Page text:
·····

Written by Annika Hey | Mar 24, 2026 12:00:01 PM

"Can we add AI to this?" is the new "Let’s build an app." Every era has its technology bandwagon, and every era leaves behind products that failed not because the technology was bad, but because the teams building them didn’t understand the systems they were entering.

AI carries the same magnetic pull for medical technology innovators today. The excitement is understandable. But when innovation begins with the format instead of the fit, even brilliant technologies fail. Not because they don’t work, but because they don’t work within the ecosystems they enter.

Consider a physician-entrepreneur who sought investor backing for a web portal designed to streamline hospital-to-care-facility transfers. The vision was substantive: a clinician-facing tool that would connect hospital records to care facility ratings and availability, giving the clinical team the information they needed to coordinate a patient’s transition in one place. Today, that coordination often falls to patients themselves, who are discharged with a printed list of facilities and left to research and contact them independently. The portal aimed to solve that. In isolation, the technology looked like it would perform beautifully. But the ecosystem mapping was incomplete.

·····

[Dataset items]
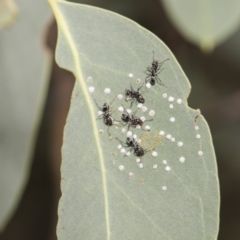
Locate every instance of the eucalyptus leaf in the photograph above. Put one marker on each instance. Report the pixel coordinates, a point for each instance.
(24, 71)
(204, 23)
(171, 192)
(8, 12)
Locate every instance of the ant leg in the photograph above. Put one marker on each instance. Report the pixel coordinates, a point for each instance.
(160, 81)
(148, 120)
(146, 130)
(111, 102)
(99, 117)
(124, 144)
(97, 104)
(130, 150)
(131, 103)
(109, 134)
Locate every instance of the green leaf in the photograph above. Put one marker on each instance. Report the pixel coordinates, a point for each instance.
(24, 71)
(106, 195)
(203, 22)
(8, 12)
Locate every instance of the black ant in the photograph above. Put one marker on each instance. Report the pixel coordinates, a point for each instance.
(153, 72)
(132, 95)
(132, 121)
(133, 144)
(106, 115)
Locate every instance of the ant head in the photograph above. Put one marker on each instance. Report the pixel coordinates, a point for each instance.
(128, 93)
(125, 117)
(129, 142)
(152, 81)
(141, 99)
(105, 107)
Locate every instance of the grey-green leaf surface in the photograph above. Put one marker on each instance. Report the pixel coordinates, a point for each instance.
(206, 23)
(174, 195)
(8, 12)
(24, 71)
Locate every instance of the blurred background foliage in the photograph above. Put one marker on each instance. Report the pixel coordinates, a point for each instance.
(215, 79)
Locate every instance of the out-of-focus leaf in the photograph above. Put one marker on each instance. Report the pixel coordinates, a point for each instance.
(23, 77)
(8, 12)
(206, 23)
(174, 195)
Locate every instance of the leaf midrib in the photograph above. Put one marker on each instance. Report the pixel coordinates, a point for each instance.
(62, 24)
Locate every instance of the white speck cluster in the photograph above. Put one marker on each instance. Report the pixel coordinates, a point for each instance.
(91, 89)
(129, 134)
(167, 168)
(182, 159)
(147, 128)
(152, 113)
(154, 154)
(123, 130)
(180, 144)
(171, 104)
(200, 153)
(148, 85)
(172, 119)
(131, 175)
(141, 165)
(140, 105)
(123, 151)
(107, 90)
(161, 133)
(155, 166)
(89, 79)
(179, 101)
(120, 109)
(144, 108)
(121, 167)
(138, 160)
(120, 96)
(169, 136)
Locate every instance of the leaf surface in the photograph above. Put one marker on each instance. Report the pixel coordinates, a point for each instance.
(8, 12)
(24, 69)
(203, 22)
(174, 195)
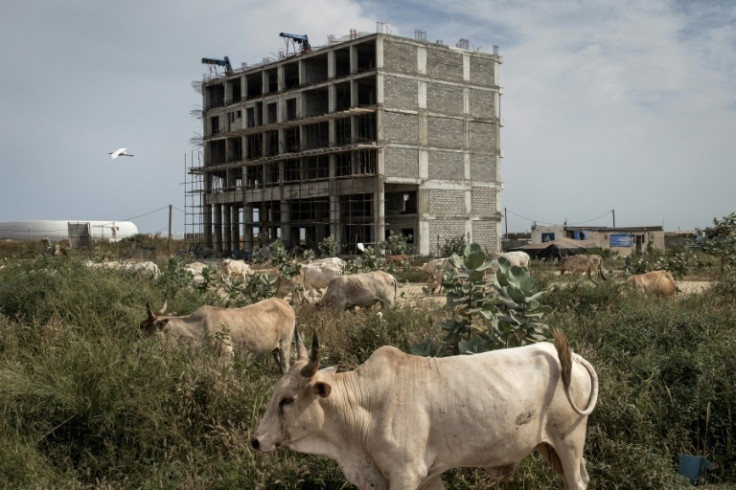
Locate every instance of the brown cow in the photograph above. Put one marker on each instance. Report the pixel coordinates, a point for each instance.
(266, 326)
(397, 259)
(583, 263)
(364, 290)
(655, 282)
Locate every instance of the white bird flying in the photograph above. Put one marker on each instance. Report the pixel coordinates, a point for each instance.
(120, 152)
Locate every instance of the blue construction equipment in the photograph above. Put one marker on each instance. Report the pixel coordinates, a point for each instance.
(298, 38)
(224, 62)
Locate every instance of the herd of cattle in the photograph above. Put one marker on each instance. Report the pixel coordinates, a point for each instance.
(398, 420)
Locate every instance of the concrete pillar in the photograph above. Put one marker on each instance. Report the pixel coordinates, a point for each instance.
(227, 245)
(235, 226)
(218, 228)
(379, 210)
(207, 225)
(248, 226)
(286, 224)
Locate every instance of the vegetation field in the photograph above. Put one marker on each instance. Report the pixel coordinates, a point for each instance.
(85, 402)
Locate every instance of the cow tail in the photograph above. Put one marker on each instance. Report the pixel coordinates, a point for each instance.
(564, 352)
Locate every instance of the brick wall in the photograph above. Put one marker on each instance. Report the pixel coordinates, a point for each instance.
(443, 64)
(444, 98)
(482, 136)
(483, 201)
(481, 103)
(446, 202)
(401, 128)
(481, 71)
(485, 234)
(482, 167)
(399, 57)
(401, 162)
(446, 165)
(400, 93)
(444, 132)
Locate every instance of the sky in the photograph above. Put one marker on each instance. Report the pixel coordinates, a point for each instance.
(612, 109)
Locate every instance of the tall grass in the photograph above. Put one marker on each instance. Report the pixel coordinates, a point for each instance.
(86, 403)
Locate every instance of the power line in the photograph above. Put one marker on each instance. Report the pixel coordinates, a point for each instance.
(558, 224)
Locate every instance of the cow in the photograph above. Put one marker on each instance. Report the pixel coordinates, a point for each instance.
(583, 263)
(654, 282)
(263, 327)
(236, 269)
(435, 268)
(336, 261)
(400, 421)
(141, 270)
(398, 259)
(364, 290)
(517, 258)
(318, 276)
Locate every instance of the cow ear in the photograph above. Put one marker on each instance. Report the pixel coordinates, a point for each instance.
(322, 389)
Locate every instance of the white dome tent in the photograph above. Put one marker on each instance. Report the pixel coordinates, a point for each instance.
(56, 230)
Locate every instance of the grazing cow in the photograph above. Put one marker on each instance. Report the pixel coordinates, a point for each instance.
(236, 269)
(583, 263)
(141, 270)
(292, 287)
(655, 282)
(435, 268)
(266, 326)
(400, 421)
(318, 276)
(517, 258)
(336, 261)
(364, 290)
(398, 259)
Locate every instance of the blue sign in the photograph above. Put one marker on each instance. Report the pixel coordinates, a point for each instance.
(621, 240)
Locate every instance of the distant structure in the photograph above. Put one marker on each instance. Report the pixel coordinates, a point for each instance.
(120, 152)
(79, 232)
(369, 135)
(624, 241)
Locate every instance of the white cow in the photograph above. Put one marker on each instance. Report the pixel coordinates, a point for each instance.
(236, 269)
(435, 268)
(141, 270)
(316, 277)
(517, 258)
(399, 421)
(337, 261)
(364, 290)
(263, 327)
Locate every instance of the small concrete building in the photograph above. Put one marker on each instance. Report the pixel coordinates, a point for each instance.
(621, 241)
(368, 135)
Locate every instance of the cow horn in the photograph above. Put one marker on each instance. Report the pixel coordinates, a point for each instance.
(313, 365)
(301, 351)
(163, 307)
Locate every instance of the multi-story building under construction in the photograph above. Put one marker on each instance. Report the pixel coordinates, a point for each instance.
(365, 136)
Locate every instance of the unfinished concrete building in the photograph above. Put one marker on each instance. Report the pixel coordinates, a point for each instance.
(365, 136)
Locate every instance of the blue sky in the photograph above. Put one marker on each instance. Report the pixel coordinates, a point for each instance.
(627, 106)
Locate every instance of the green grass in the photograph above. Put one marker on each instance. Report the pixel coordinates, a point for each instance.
(86, 403)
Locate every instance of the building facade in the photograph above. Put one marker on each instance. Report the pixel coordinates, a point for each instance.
(354, 140)
(621, 241)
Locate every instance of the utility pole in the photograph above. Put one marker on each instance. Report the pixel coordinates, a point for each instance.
(170, 207)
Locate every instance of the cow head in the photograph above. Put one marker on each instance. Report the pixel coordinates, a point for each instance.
(294, 412)
(155, 321)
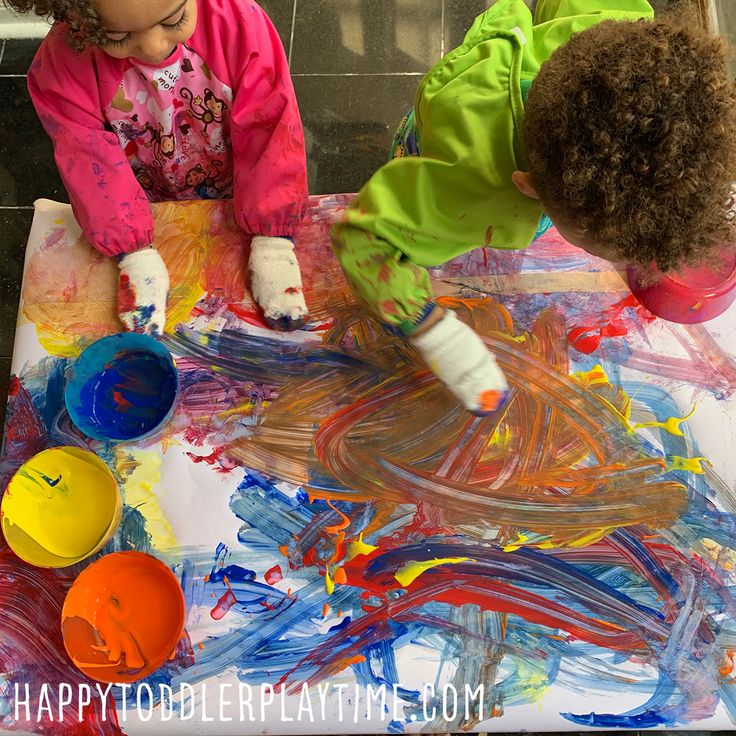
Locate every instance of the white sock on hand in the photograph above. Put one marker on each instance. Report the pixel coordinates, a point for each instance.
(458, 357)
(276, 282)
(143, 291)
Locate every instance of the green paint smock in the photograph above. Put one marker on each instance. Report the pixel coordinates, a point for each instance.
(420, 211)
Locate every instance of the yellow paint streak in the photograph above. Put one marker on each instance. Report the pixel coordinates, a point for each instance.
(412, 570)
(672, 425)
(596, 376)
(59, 343)
(140, 471)
(689, 464)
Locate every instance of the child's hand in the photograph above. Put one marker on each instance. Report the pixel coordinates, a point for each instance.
(143, 290)
(458, 357)
(276, 282)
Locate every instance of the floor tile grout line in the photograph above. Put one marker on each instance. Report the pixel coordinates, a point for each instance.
(293, 28)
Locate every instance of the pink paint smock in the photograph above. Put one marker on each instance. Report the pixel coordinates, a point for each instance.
(217, 118)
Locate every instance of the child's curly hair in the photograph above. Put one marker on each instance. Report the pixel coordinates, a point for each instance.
(84, 23)
(630, 136)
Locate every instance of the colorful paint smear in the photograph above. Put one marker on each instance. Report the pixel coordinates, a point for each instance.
(123, 617)
(61, 506)
(572, 541)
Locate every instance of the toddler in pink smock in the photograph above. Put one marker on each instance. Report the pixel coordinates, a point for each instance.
(154, 100)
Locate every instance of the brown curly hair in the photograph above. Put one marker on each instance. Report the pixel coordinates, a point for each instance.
(85, 27)
(630, 137)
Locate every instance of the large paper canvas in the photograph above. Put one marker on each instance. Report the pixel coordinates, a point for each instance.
(360, 555)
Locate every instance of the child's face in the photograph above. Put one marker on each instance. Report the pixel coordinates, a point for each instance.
(147, 30)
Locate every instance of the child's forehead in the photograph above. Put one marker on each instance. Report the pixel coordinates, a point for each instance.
(133, 16)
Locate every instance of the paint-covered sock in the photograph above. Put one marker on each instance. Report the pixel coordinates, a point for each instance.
(458, 357)
(143, 291)
(276, 282)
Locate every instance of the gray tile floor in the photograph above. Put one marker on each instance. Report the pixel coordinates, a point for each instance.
(355, 63)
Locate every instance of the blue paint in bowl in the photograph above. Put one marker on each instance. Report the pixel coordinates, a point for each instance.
(122, 388)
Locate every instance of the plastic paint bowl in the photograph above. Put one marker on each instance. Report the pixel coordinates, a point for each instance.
(123, 617)
(693, 295)
(122, 388)
(60, 507)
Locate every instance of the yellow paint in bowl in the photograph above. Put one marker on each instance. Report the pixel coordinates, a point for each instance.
(60, 507)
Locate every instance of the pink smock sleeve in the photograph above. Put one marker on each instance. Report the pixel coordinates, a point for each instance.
(270, 170)
(108, 202)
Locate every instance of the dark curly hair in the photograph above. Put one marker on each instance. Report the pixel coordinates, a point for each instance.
(85, 27)
(630, 137)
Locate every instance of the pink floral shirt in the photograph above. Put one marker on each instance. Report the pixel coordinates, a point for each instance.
(218, 118)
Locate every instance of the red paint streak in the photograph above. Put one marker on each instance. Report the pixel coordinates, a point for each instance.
(126, 295)
(215, 457)
(615, 323)
(274, 575)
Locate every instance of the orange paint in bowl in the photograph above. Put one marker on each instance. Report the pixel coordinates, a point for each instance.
(123, 617)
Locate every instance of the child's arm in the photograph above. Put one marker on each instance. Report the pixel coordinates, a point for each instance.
(270, 171)
(548, 10)
(108, 203)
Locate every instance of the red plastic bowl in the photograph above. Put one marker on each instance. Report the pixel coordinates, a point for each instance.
(693, 294)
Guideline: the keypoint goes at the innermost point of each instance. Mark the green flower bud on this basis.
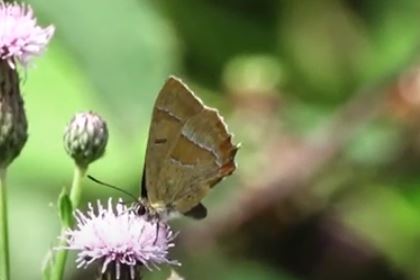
(85, 138)
(13, 123)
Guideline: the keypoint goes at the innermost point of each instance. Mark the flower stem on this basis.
(4, 235)
(75, 195)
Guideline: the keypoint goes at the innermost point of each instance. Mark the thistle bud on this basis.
(85, 138)
(13, 124)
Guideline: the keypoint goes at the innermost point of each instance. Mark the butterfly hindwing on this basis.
(189, 149)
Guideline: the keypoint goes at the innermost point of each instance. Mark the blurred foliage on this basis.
(278, 71)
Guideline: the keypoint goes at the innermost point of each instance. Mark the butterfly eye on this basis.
(140, 210)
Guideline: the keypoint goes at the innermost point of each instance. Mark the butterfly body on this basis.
(189, 150)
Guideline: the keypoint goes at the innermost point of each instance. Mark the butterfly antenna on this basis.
(112, 187)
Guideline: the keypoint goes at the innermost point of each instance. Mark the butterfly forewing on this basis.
(189, 149)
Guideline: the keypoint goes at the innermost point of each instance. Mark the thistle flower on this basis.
(121, 241)
(20, 37)
(85, 138)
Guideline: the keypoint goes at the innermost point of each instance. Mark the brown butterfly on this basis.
(189, 150)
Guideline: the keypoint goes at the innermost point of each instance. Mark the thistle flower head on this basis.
(85, 138)
(120, 240)
(21, 38)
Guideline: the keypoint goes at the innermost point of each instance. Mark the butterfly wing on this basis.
(189, 149)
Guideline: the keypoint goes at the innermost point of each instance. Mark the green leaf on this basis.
(65, 208)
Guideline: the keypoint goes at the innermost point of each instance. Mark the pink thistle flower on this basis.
(120, 240)
(21, 38)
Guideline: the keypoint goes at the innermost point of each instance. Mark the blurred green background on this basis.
(323, 95)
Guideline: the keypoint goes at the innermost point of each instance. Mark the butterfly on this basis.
(189, 150)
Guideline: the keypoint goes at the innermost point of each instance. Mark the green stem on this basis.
(4, 235)
(75, 195)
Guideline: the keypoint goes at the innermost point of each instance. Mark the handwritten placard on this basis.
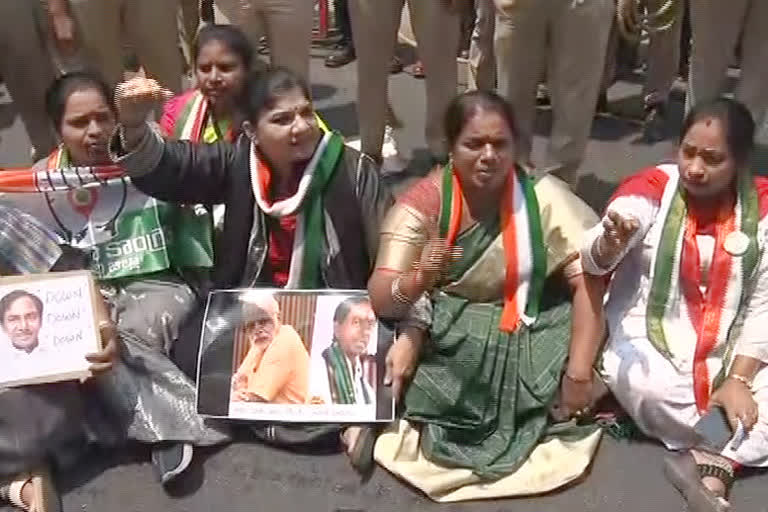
(47, 326)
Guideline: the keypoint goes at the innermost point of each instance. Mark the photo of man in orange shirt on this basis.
(276, 368)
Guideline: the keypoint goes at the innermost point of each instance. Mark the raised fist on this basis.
(136, 98)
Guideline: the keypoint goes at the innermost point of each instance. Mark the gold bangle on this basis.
(398, 296)
(577, 381)
(747, 382)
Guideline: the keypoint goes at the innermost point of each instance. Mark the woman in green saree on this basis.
(482, 269)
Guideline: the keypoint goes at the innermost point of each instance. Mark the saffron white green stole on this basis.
(679, 314)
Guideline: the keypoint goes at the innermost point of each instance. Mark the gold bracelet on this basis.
(577, 381)
(398, 296)
(747, 382)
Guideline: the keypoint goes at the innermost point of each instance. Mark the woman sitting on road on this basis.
(145, 396)
(497, 267)
(687, 306)
(209, 112)
(302, 210)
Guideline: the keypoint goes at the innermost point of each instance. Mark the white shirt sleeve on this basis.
(641, 209)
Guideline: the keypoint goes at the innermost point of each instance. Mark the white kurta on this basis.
(657, 392)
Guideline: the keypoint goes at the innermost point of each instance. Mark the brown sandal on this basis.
(682, 472)
(44, 495)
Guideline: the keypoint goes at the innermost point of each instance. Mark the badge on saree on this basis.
(736, 243)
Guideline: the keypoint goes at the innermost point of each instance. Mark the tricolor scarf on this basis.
(524, 251)
(79, 197)
(57, 176)
(193, 119)
(676, 277)
(339, 377)
(307, 202)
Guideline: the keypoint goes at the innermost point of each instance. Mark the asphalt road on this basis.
(250, 477)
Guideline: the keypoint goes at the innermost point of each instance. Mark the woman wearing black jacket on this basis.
(302, 209)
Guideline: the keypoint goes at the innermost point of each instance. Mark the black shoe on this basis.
(342, 55)
(395, 65)
(602, 103)
(654, 124)
(542, 95)
(170, 460)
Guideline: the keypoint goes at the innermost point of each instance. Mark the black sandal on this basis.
(683, 472)
(361, 453)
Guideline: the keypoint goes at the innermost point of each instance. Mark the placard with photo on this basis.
(47, 326)
(293, 356)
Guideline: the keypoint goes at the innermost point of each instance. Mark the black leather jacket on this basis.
(355, 202)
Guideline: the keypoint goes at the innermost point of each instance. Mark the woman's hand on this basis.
(436, 257)
(239, 381)
(136, 98)
(618, 231)
(575, 396)
(63, 28)
(737, 400)
(104, 360)
(402, 360)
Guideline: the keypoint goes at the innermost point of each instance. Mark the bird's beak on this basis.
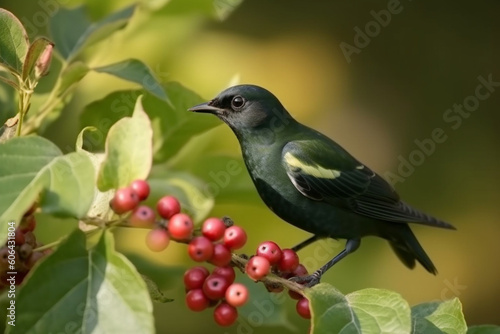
(206, 108)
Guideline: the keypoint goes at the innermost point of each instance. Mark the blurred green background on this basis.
(393, 91)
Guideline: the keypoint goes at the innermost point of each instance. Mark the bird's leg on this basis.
(313, 279)
(306, 243)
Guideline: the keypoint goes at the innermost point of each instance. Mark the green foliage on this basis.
(380, 311)
(14, 42)
(70, 42)
(86, 285)
(129, 143)
(135, 71)
(94, 290)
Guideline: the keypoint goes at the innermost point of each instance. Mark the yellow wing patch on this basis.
(314, 170)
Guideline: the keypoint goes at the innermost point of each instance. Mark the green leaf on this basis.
(154, 292)
(95, 291)
(129, 151)
(13, 42)
(70, 42)
(191, 192)
(224, 8)
(380, 311)
(439, 317)
(484, 329)
(174, 125)
(37, 59)
(33, 166)
(68, 175)
(364, 311)
(70, 76)
(270, 308)
(330, 311)
(8, 105)
(219, 9)
(100, 205)
(23, 159)
(136, 71)
(226, 177)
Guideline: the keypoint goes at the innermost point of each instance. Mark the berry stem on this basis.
(240, 261)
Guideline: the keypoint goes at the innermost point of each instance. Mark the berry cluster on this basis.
(283, 263)
(212, 243)
(18, 255)
(217, 290)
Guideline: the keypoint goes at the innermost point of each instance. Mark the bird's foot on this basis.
(307, 281)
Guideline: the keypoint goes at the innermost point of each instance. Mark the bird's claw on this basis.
(307, 281)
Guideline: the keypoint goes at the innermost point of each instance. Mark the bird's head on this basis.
(247, 108)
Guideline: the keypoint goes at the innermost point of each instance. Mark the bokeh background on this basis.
(377, 103)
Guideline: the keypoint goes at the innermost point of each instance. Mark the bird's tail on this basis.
(408, 249)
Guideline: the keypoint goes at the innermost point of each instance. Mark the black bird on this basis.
(311, 182)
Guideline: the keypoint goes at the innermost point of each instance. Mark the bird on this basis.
(311, 182)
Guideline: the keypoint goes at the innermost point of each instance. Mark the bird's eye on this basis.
(237, 102)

·····

Questions on the material:
1) Rewrite the stretch of the page text from "Written by Annika" through "they were entering.", changing "bandwagon" to "craze".
2) According to the page text, what was the physician-entrepreneur's web portal designed to streamline?
3) Using the page text, explain why even brilliant technologies fail when innovation begins with the format instead of the fit.

Answers by item number:
1)
Written by Annika Hey | Mar 24, 2026 12:00:01 PM

"Can we add AI to this?" is the new "Let’s build an app." Every era has its technology craze, and every era leaves behind products that failed not because the technology was bad, but because the teams building them didn’t understand the systems they were entering.

2) Hospital-to-care-facility transfers.

3) They fail because they don't work within the ecosystems they enter. The technology itself may work, but it does not fit the systems it enters.